# What is being asked
Update the entries below by replacing every occurrence of "instance" with "occurrence" and leaving everything else as it is.

# Given data
···
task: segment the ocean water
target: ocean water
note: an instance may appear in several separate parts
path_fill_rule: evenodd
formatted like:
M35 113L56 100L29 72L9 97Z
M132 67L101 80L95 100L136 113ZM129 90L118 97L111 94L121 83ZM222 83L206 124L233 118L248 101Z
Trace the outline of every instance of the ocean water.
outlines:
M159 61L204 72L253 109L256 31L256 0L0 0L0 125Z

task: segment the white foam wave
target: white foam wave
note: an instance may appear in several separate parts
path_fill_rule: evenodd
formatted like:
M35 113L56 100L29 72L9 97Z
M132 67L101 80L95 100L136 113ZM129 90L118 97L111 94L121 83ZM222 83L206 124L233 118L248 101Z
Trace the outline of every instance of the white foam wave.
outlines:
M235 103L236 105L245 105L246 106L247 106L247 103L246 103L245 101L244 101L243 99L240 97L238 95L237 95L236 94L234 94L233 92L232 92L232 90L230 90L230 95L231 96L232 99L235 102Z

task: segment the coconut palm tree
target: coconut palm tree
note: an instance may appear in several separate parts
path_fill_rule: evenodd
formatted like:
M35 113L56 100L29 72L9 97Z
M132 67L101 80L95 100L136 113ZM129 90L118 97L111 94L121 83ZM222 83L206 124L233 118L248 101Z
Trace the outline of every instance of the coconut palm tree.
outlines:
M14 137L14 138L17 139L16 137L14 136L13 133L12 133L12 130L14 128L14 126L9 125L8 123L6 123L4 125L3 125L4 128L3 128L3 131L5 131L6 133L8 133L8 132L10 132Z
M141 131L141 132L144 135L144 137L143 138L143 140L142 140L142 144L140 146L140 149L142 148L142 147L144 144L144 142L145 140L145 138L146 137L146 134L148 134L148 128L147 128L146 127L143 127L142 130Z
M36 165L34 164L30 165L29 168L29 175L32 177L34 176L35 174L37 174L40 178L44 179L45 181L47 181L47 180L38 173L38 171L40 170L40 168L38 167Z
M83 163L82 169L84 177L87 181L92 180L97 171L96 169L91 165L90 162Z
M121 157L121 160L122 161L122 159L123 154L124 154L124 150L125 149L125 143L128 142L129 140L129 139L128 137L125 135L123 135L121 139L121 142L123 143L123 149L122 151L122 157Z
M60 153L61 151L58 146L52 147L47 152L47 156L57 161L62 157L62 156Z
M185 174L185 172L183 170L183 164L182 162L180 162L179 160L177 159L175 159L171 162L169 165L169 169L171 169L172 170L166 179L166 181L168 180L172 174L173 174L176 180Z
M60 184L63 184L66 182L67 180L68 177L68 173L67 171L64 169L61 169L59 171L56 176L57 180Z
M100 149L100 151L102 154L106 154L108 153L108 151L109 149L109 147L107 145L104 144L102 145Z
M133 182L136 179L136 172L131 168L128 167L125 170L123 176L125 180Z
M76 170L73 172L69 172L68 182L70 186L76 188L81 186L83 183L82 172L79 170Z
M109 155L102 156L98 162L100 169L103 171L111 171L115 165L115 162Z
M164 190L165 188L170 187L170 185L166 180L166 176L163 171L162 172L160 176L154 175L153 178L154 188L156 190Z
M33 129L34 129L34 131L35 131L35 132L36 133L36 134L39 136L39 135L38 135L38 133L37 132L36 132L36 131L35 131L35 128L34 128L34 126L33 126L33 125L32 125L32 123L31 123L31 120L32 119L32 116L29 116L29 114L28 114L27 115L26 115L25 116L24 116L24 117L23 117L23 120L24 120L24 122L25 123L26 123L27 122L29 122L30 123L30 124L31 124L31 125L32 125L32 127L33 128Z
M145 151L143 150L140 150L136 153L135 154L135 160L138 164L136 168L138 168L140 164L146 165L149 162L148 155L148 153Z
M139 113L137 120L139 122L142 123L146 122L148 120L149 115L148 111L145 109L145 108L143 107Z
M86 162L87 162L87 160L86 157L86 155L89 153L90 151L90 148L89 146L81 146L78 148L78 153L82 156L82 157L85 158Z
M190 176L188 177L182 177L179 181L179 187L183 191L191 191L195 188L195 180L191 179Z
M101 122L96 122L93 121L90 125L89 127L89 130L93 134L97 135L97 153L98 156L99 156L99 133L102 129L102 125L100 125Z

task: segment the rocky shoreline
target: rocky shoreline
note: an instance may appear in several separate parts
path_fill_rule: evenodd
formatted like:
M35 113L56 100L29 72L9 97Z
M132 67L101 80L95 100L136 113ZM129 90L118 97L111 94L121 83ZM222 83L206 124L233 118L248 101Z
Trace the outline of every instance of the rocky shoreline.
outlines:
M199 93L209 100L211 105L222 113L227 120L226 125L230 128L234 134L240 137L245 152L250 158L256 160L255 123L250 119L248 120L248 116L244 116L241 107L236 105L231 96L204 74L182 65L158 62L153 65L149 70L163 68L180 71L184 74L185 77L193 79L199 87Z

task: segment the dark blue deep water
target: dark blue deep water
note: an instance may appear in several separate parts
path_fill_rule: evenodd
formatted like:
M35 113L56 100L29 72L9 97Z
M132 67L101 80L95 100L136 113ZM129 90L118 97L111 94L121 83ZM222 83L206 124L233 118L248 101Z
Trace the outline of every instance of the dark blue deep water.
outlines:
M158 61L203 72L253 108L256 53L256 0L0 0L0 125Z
···
# Right answer
task: segment the ocean water
target: ocean water
note: an occurrence may appear in several separate parts
path_fill_rule: evenodd
formatted like:
M35 113L56 100L29 72L9 97Z
M132 67L101 80L95 100L136 113ZM129 90L118 97L111 94L121 83ZM222 83L206 124L233 118L248 101Z
Trace the outline of every occurrence of the ocean water.
outlines:
M159 61L204 72L253 109L256 31L256 0L0 0L0 125Z

task: segment the white foam wave
target: white foam wave
note: an occurrence may appear in several separate parts
path_fill_rule: evenodd
formatted like:
M35 113L56 100L29 72L9 97Z
M132 67L101 80L95 100L136 113ZM129 90L118 97L111 94L121 83ZM222 83L206 124L233 118L248 101Z
Trace the outline of every occurrence of the white foam wave.
outlines:
M235 103L236 105L245 105L246 106L247 106L247 103L246 103L245 101L244 101L243 99L240 97L238 95L237 95L236 94L234 94L233 92L232 92L232 90L230 90L230 95L231 96L232 99L235 102Z

task: segment the coconut palm tree
target: coconut palm tree
note: an occurrence may appear in several separate parts
path_fill_rule: evenodd
formatted like:
M35 113L56 100L29 72L9 97Z
M132 67L101 80L95 100L136 113ZM129 90L118 97L111 94L121 83ZM222 83L206 124L233 118L248 101Z
Trace the outline of every occurrence of the coconut palm tree.
outlines:
M14 137L14 138L17 139L16 137L14 136L13 133L12 133L12 130L14 128L14 126L9 125L8 123L6 123L4 125L3 125L4 128L3 128L3 131L5 131L6 133L8 133L8 132L10 132Z
M141 131L141 132L144 135L144 137L143 138L143 140L142 140L142 144L140 146L140 149L142 148L142 147L144 144L144 142L145 140L145 138L146 137L146 134L148 134L148 128L147 128L146 127L143 127L142 130Z
M36 165L34 164L30 165L29 168L29 175L32 177L34 176L35 174L37 174L40 178L44 179L45 181L47 181L47 180L38 173L38 171L40 170L40 168L38 167Z
M83 163L82 169L84 177L87 181L92 180L97 171L96 169L91 165L90 162Z
M121 157L121 160L122 161L122 159L123 154L124 154L124 150L125 149L125 143L128 142L129 140L129 139L128 137L125 135L123 135L121 139L121 142L123 143L123 149L122 151L122 157Z
M60 153L61 151L58 146L52 147L47 152L47 156L57 161L62 157L62 156Z
M185 174L185 172L183 170L183 164L182 162L180 162L179 160L177 159L175 159L171 162L169 165L169 169L171 169L172 170L166 179L166 181L168 180L172 174L173 174L176 180Z
M60 184L63 184L66 182L67 180L68 177L68 173L67 171L64 169L61 169L59 171L56 176L57 180Z
M100 149L100 151L102 154L106 154L108 153L108 151L109 149L109 147L107 145L104 144L102 145Z
M133 182L136 179L136 172L131 168L128 167L125 170L123 176L125 180Z
M76 170L73 172L69 172L68 182L70 186L76 188L81 186L83 183L82 172L79 170Z
M109 155L102 156L98 162L100 169L103 171L111 171L115 165L115 162Z
M164 190L165 188L170 187L170 185L166 180L166 176L163 171L162 172L160 176L154 175L153 178L154 188L156 190Z
M33 129L34 129L34 131L35 131L35 132L36 133L36 134L39 136L39 135L38 135L38 133L37 132L36 132L36 131L35 131L35 128L34 128L34 126L33 126L33 125L32 125L32 123L31 123L31 120L32 119L32 116L29 116L29 114L28 114L27 115L26 115L25 116L24 116L24 117L23 117L23 120L24 120L24 122L25 123L26 123L27 122L29 122L30 123L30 124L31 124L31 125L32 125L32 127L33 128Z
M145 151L143 150L140 150L136 153L135 154L135 160L138 164L136 168L138 168L140 164L146 165L149 162L148 155L148 153Z
M139 113L137 120L139 122L142 123L146 122L148 120L149 115L148 111L145 109L145 108L143 107Z
M86 162L87 162L87 160L86 157L86 155L89 153L90 151L90 148L89 146L81 146L78 148L78 153L82 156L82 157L85 158Z
M190 176L188 177L182 177L179 181L179 187L183 191L191 191L195 188L195 180L191 179Z
M101 122L96 122L93 121L90 125L89 127L89 130L93 134L97 135L97 153L98 156L99 156L99 133L102 129L102 125L100 125Z

task: segment the rocky shoreline
target: rocky shoreline
note: an occurrence may appear in several separate parts
path_fill_rule: evenodd
formatted like:
M35 113L56 100L29 72L9 97Z
M132 67L101 80L95 100L136 113ZM129 90L118 97L111 94L121 83ZM222 83L206 124L233 118L248 101Z
Trace the outline of every occurrence of the rocky shoreline.
outlines:
M199 93L209 100L211 105L222 113L227 120L226 125L230 128L234 134L240 137L245 152L250 158L256 160L255 123L250 119L248 120L248 116L244 116L241 107L236 105L231 96L204 74L182 65L158 62L153 65L149 70L163 68L180 71L184 74L185 77L193 79L199 87Z

task: segment the dark blue deep water
target: dark blue deep water
note: an occurrence may appear in several separate parts
path_fill_rule: evenodd
formatted like:
M35 113L56 100L29 72L9 97Z
M132 67L101 80L95 100L136 113ZM129 90L118 97L111 94L121 83ZM222 83L206 124L233 118L248 101Z
Trace the outline of every occurrence of the dark blue deep water.
outlines:
M158 61L203 72L253 108L256 53L256 0L0 0L0 125Z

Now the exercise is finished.